[Saved data entries]
"""

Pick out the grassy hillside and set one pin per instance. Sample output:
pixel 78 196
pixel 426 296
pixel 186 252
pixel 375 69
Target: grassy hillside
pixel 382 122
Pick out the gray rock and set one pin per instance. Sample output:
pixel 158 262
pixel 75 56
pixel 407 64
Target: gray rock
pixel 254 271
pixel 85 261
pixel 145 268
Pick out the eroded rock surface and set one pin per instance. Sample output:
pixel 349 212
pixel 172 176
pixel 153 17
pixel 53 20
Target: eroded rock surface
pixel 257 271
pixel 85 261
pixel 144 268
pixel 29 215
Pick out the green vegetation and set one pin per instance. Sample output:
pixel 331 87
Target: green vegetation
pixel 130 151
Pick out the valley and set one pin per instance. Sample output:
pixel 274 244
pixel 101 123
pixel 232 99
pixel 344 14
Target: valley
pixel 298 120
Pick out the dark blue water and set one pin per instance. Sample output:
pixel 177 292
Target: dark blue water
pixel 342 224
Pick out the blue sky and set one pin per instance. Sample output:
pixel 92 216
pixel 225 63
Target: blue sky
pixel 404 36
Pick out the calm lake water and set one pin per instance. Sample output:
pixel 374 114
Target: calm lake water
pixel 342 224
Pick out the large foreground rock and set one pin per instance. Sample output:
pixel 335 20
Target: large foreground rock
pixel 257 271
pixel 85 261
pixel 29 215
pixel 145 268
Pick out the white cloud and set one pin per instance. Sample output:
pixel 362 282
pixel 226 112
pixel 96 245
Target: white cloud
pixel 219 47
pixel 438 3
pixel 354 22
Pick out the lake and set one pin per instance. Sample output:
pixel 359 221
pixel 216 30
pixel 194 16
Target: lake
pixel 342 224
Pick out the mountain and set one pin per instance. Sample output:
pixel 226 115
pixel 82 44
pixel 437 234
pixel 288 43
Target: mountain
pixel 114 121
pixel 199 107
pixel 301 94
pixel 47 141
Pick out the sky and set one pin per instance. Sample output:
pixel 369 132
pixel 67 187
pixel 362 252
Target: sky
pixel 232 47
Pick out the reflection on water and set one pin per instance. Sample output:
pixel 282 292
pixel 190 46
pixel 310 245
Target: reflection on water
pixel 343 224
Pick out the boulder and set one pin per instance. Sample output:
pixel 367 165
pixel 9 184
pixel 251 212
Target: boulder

"""

» What you have to do: Can you write out, word for word, the lines of the records starting at the one that contains "Pick out the blue" and ending at the last line of the records, both ends included?

» Full output:
Pick out the blue sky and set one pin per instance. Sample output:
pixel 92 216
pixel 225 63
Target: blue sky
pixel 404 36
Pick out the calm lake water and set one pin per instance. Sample output:
pixel 374 114
Target: calm lake water
pixel 342 224
Pick out the large foreground rock and set one pin per instance. Sample output:
pixel 335 20
Target: large foreground rock
pixel 257 271
pixel 85 261
pixel 29 215
pixel 145 268
Pick out the white cloud and set one pin per instance. Sample output:
pixel 362 282
pixel 226 112
pixel 96 245
Target: white cloud
pixel 219 47
pixel 438 3
pixel 354 22
Pick out the lake and set one pin per instance. Sample output:
pixel 359 221
pixel 216 30
pixel 194 16
Target: lake
pixel 342 224
Pick out the mountain and set one pin per instance. Sample output:
pixel 226 115
pixel 82 44
pixel 437 234
pixel 288 43
Target: mountain
pixel 114 121
pixel 199 107
pixel 301 94
pixel 47 141
Pick out the sky and set one pin per instance. Sample output:
pixel 369 132
pixel 67 187
pixel 362 252
Target: sky
pixel 232 47
Pick out the reflection on water and set one pin per instance. Sample output:
pixel 282 292
pixel 190 46
pixel 310 245
Target: reflection on water
pixel 343 224
Pick out the boulder and set one pin per instance. Sample output:
pixel 367 165
pixel 9 184
pixel 251 212
Target: boulder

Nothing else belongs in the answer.